Required actions ->
• a. Print the section of the account of the Hopi reserve that opens with the words containing "Of those who" and closes with "of these men.".
• b. According to the account of the Hopi reserve, how many times were troops sent to the reserve between 1899 and 1911?
• c. Go on with the account of the Hopi reserve from the point where it stops.

Reading passage ->

Whereas in 1900 the first Agent had but twenty-one employees, in 1915 there were above one hundred serving the various activities of the Empire. A force of water-development men, locally known as “witches,” had greatly augmented the water-supply to the pueblos and their stock, through enlarging mesa-springs and the drilling of shallow wells in the washes. The supreme water-witch of the Empire, Mr. A. H. Womack, in later years discovered artesian flows. And by far the most of this work was accomplished after 1910.

But of troubles there had been no end. It not only was necessary to conquer frontier handicaps,—the distance from supplies, the bitter winters that blighted transportation, and the frequent changes of a restless and dissatisfied employee-force,—but was also necessary to fight the superstition and not always negative resistance of a fanatical and unreasoning people. Five times between 1899 and 1911 troops were sent to this reserve to quell disturbances or to enforce Governmental regulations.

One of the great reasons for Indian unrest had been that few Agents remained in charge long enough to influence the people. It requires at least four years of patient work to know the Hopi, to gain his confidence, if indeed one ever gets it. And in the thirty-two years after 1887 [[213]]there were eleven different officers in charge. Prior to 1911, the longest period of service had been a little more than four years. Men quit or were transferred before they had made a beginning. Twenty years of the time were divided among nine officials, little more than two years for each, scarcely long enough to learn the country and its divisions. I recall some lonely years in the Desert, when the Cañon walls seemed a prison, but I am now glad to write that I directed its Hopi-Navajo population for more than eight years, twice the time of any other Governmental officer.

Of those who had the early work, there were two who exerted a strong personal influence: Mr. Ralph Collins, who was twice appointed a sub-Agent, and Mr. Charles E. Burton, who was the first Indian Agent. Collins had not complete authority, and his efforts were not always supported, but much of suspicion among the Hopi could have been avoided if he had been listened to. Burton, having carried out certain fool orders, was hounded by sentimentalists during most of his service. But both these men accomplished things for the Hopi people, and are kindly remembered among the elders. Their improvements have not entirely disappeared, and wherever one finds an English-speaking Hopi of middle age, the credit may be given to one of these men.

But in 1911 two things had not been finished, and one important thing was only vaguely planned. There was no fixed policy for the development of the reserve, and no one had succeeded in breaking the power of Youkeoma, that hostile witch-doctor who had made trouble since 1887. One could not hope to succeed without the first, and the success of the first depended largely on the second. The health work had been sporadic, and was ineffective [[214]]without a hospital. My predecessor had procured an allotment of eight thousand dollars with which to construct one, whereas thirty thousand—considering Service methods—would not have been too large a sum.

Given data ->
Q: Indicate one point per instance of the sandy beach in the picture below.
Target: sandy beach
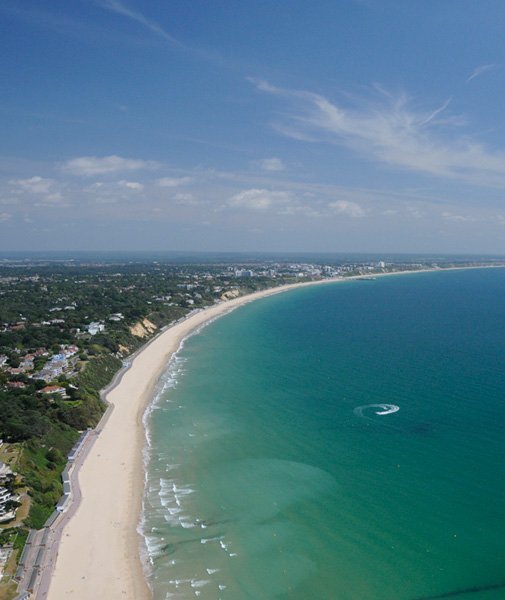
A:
(99, 552)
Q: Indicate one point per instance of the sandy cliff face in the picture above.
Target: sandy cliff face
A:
(143, 328)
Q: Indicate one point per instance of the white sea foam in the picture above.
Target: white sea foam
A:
(386, 409)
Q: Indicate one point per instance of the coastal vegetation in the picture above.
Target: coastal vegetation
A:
(67, 328)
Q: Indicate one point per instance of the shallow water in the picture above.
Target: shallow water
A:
(336, 442)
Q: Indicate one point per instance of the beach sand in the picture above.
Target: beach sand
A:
(99, 552)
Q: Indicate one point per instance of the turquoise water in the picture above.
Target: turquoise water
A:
(270, 477)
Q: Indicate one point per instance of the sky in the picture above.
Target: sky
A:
(274, 126)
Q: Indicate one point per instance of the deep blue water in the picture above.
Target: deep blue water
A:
(270, 477)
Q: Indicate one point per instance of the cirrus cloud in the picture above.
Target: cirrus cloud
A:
(393, 132)
(87, 166)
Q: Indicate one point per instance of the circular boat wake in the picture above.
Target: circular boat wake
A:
(384, 409)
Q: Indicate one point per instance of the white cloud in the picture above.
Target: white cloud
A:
(185, 199)
(259, 199)
(393, 132)
(271, 164)
(131, 185)
(456, 217)
(480, 70)
(103, 165)
(351, 209)
(34, 185)
(173, 181)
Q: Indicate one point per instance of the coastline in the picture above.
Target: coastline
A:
(99, 551)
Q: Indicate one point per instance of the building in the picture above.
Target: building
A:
(95, 327)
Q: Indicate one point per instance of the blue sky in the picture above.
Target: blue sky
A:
(342, 125)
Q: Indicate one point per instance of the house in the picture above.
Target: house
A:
(95, 327)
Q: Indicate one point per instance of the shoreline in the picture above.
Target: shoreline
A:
(98, 549)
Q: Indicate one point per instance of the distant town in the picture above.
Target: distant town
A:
(67, 327)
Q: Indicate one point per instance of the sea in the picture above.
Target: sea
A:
(344, 441)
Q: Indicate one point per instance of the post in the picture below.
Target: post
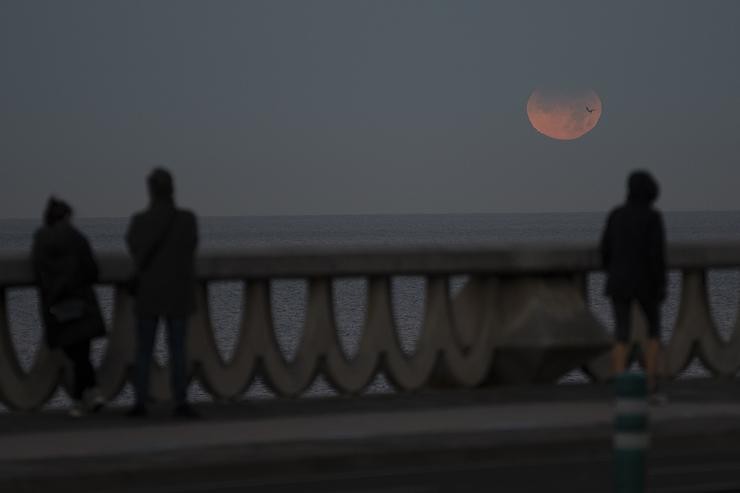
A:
(630, 432)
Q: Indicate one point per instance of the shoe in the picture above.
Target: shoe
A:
(77, 410)
(93, 399)
(138, 412)
(185, 411)
(658, 399)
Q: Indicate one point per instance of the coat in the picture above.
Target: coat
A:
(633, 253)
(167, 284)
(65, 269)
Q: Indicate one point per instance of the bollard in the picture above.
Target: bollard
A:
(630, 432)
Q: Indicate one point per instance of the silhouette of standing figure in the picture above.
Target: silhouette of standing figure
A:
(65, 271)
(633, 255)
(162, 241)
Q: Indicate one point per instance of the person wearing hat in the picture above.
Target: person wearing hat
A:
(65, 271)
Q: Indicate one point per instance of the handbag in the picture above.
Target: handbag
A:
(132, 284)
(68, 310)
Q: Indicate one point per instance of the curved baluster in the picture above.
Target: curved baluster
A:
(286, 378)
(411, 372)
(222, 379)
(693, 321)
(722, 358)
(469, 354)
(18, 389)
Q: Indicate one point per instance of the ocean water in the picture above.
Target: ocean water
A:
(349, 294)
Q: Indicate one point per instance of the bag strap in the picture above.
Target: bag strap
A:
(147, 259)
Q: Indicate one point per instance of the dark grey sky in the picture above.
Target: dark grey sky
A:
(292, 107)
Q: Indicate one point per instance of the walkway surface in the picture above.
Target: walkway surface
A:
(518, 439)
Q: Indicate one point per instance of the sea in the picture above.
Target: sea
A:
(289, 295)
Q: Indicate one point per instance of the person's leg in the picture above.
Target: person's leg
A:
(176, 336)
(651, 310)
(621, 334)
(146, 332)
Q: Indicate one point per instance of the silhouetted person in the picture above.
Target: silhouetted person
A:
(65, 271)
(633, 254)
(162, 241)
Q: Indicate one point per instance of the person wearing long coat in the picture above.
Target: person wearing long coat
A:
(633, 255)
(65, 271)
(162, 241)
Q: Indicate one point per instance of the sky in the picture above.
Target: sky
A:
(352, 107)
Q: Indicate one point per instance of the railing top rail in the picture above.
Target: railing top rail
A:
(288, 262)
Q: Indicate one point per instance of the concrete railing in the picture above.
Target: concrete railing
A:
(521, 317)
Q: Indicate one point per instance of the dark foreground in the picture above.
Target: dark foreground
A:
(548, 439)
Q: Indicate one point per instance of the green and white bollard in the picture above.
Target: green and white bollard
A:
(631, 432)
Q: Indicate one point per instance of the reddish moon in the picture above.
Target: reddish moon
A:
(564, 114)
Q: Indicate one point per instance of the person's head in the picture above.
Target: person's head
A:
(642, 188)
(56, 211)
(160, 185)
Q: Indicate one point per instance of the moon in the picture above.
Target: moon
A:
(563, 114)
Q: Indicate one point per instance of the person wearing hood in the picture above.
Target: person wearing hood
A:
(633, 255)
(65, 271)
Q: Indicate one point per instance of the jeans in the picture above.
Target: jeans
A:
(176, 331)
(84, 374)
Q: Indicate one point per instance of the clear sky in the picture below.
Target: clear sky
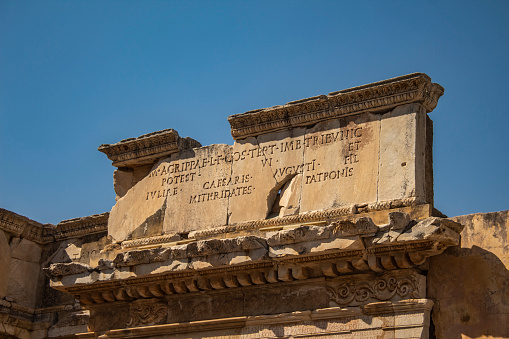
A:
(77, 74)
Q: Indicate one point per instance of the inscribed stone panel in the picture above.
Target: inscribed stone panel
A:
(402, 153)
(344, 158)
(201, 192)
(273, 163)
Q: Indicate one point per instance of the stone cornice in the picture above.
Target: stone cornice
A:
(41, 234)
(21, 226)
(147, 148)
(340, 314)
(375, 97)
(305, 252)
(79, 227)
(313, 217)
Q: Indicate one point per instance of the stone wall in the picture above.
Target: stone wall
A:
(318, 221)
(469, 283)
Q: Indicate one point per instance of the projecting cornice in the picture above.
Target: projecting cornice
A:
(300, 253)
(376, 97)
(147, 148)
(21, 226)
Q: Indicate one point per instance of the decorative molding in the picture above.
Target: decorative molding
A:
(324, 216)
(41, 234)
(145, 312)
(358, 290)
(21, 226)
(337, 321)
(306, 252)
(147, 148)
(376, 97)
(79, 227)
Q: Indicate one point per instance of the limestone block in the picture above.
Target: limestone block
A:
(203, 188)
(139, 207)
(270, 161)
(402, 166)
(69, 250)
(122, 181)
(26, 250)
(23, 281)
(5, 261)
(469, 282)
(343, 154)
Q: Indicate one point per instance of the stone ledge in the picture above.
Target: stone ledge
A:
(414, 314)
(147, 148)
(302, 253)
(375, 97)
(410, 205)
(41, 234)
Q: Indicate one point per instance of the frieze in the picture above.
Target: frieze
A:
(145, 312)
(360, 289)
(324, 216)
(379, 96)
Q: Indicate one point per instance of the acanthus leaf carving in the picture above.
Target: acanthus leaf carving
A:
(147, 312)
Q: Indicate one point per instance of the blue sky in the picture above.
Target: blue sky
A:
(77, 74)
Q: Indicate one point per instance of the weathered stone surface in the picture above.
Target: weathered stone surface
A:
(344, 155)
(5, 262)
(23, 281)
(314, 154)
(469, 283)
(203, 185)
(123, 180)
(25, 250)
(402, 153)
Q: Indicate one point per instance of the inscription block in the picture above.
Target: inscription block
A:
(322, 157)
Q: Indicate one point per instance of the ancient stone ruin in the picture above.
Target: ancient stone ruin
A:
(318, 222)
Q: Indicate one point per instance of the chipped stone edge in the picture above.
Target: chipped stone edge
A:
(41, 234)
(146, 148)
(308, 217)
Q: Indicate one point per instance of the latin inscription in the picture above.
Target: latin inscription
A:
(176, 175)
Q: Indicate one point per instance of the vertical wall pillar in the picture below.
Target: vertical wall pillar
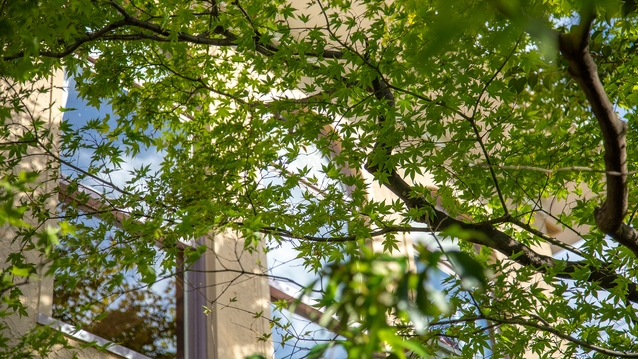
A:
(238, 296)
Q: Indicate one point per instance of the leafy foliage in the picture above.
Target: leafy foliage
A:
(477, 119)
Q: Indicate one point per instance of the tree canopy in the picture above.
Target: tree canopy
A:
(473, 114)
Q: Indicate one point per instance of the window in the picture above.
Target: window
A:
(139, 307)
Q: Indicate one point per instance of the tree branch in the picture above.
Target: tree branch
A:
(609, 217)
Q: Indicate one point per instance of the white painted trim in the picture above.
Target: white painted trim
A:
(87, 337)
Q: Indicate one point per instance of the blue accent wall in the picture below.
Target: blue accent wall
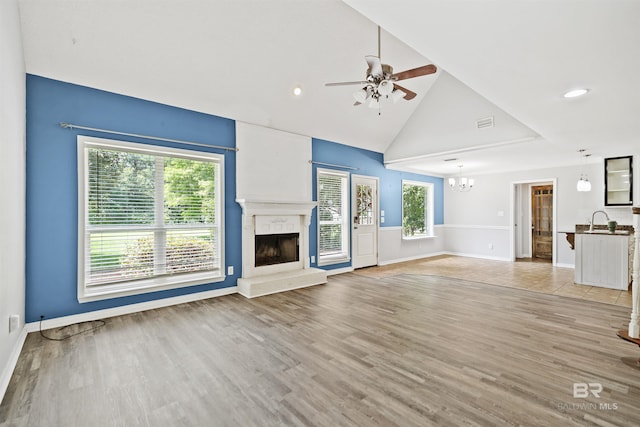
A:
(52, 202)
(52, 206)
(369, 163)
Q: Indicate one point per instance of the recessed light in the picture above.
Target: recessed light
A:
(576, 93)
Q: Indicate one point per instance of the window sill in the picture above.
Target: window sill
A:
(431, 236)
(103, 292)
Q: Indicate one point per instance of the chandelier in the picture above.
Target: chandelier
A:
(463, 184)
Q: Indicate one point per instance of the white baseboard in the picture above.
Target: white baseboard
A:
(127, 309)
(565, 265)
(339, 271)
(7, 372)
(494, 258)
(412, 258)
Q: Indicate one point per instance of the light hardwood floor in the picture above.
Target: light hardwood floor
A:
(369, 348)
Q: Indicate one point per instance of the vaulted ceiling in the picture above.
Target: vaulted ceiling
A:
(241, 59)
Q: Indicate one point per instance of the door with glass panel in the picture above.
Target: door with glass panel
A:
(542, 221)
(364, 196)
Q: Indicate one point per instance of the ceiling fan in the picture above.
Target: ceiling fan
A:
(380, 82)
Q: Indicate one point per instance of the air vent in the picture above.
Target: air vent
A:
(485, 123)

Responses per task ->
• a.
Of those who had the early work, there were two who exerted a strong personal influence: Mr. Ralph Collins, who was twice appointed a sub-Agent, and Mr. Charles E. Burton, who was the first Indian Agent. Collins had not complete authority, and his efforts were not always supported, but much of suspicion among the Hopi could have been avoided if he had been listened to. Burton, having carried out certain fool orders, was hounded by sentimentalists during most of his service. But both these men accomplished things for the Hopi people, and are kindly remembered among the elders. Their improvements have not entirely disappeared, and wherever one finds an English-speaking Hopi of middle age, the credit may be given to one of these men.

• b. Five times.

• c.
I felt that a consistent policy of control was vitally necessary; that the country and the people in it, both whites and Indians, must be brought under strict regulation; that Youkeoma’s influence must be broken; and I proposed to use the eight thousand dollars, plus whatever additional sum I could talk out of Washington, plus the resources of the reserve in cheap labor, stone, sand, and equipment, mixed with something approximating brains, to have a hospital that would be a benefit to the Indians and a credit to the Service, which too often has constructed buildings that were neither.

Regulation and control required only horse-sense and a little vision. Resolution and earnestness, accompanied by justice and fair-dealing, make a combination that few Indians can resist. The man who fails in the Southwest Indian country is the one who ignores his people’s conception of fair play, and who forgets to keep his word. There have been white men among the Hopi-Navajo who, unmindful of their own two thousand years of background, proposed to correct everything in an afternoon. Discovered in 1540, brought under supervision in the recent eighties, it was and is too big a job for an afternoon.

And why not view with sympathetic consideration the problems of the Indian who, having little education and no vote, being practically as inarticulate as a deaf-mute, childish and incompetent, must trust someone, and is inclined to trust the only official he knows?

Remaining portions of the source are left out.